- **Extracted data**:
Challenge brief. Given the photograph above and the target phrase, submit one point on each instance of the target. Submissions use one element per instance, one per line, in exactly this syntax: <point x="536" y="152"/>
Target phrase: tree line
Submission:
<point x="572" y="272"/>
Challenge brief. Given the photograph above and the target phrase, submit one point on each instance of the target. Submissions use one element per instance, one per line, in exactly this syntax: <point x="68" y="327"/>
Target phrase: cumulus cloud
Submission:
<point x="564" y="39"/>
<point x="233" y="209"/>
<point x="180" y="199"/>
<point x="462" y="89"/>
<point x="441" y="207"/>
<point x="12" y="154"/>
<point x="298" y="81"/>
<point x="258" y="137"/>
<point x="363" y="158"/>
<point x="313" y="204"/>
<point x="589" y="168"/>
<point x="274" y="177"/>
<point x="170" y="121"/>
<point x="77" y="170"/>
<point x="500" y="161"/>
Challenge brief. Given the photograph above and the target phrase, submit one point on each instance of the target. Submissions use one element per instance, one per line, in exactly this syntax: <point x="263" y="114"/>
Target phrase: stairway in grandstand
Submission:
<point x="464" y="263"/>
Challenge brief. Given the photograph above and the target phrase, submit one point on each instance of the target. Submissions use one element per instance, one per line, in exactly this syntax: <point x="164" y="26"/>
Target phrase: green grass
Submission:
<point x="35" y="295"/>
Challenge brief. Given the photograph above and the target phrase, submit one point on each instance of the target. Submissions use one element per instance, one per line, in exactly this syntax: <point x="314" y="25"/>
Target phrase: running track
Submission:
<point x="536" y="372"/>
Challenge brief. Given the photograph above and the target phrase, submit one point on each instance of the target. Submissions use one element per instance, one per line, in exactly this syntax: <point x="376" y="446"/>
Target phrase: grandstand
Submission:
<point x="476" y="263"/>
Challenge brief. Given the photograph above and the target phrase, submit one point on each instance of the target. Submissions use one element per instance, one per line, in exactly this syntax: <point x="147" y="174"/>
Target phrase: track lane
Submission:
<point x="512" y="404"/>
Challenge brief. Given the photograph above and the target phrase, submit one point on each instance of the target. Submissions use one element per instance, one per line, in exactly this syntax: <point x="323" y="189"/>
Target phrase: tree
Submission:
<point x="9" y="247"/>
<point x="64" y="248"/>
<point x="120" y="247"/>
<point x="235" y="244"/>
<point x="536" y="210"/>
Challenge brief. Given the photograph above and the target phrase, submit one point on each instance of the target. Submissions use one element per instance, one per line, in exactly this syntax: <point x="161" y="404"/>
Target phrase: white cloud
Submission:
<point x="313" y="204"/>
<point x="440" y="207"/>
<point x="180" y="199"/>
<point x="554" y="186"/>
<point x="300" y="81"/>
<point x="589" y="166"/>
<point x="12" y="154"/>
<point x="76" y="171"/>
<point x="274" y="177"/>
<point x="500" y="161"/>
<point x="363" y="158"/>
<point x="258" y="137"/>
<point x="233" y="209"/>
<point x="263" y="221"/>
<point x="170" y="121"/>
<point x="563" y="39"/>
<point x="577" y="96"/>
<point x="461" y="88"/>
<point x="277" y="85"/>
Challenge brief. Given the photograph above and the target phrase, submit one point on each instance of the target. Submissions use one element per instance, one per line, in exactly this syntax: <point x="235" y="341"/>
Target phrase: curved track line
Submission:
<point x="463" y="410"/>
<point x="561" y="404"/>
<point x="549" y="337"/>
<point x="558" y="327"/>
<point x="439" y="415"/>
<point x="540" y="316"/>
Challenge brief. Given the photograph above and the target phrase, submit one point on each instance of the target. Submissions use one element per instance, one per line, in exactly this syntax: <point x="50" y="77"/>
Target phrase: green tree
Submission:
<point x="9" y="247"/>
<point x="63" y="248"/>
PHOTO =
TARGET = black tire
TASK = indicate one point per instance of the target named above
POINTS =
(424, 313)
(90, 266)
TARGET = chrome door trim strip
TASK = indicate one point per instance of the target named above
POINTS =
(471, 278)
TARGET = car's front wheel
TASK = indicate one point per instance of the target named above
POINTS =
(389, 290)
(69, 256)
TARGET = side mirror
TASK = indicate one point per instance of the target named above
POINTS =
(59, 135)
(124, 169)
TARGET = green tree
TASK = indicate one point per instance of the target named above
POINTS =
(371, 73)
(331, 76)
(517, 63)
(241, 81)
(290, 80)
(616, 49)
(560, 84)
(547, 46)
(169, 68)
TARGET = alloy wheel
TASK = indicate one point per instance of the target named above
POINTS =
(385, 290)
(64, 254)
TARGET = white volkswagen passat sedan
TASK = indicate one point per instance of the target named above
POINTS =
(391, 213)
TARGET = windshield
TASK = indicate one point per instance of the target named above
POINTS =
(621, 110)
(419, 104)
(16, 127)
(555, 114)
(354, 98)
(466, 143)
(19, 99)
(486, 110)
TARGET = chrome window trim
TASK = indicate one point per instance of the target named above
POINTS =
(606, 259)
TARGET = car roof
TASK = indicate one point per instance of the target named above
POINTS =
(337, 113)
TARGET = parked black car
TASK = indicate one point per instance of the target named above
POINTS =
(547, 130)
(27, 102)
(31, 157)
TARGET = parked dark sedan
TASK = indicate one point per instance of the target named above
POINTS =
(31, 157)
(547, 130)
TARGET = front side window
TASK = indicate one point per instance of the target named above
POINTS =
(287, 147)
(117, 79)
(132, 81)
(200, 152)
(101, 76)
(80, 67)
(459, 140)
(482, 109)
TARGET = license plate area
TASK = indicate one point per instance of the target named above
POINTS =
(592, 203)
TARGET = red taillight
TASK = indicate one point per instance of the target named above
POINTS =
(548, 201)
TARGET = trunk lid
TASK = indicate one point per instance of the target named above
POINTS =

- **Exercise details**: From the entries above, copy out every line where the string "tree" appears.

- **Result for this task**:
Target phrase: tree line
Target phrase: tree
Target phrase: green tree
TARGET = green tree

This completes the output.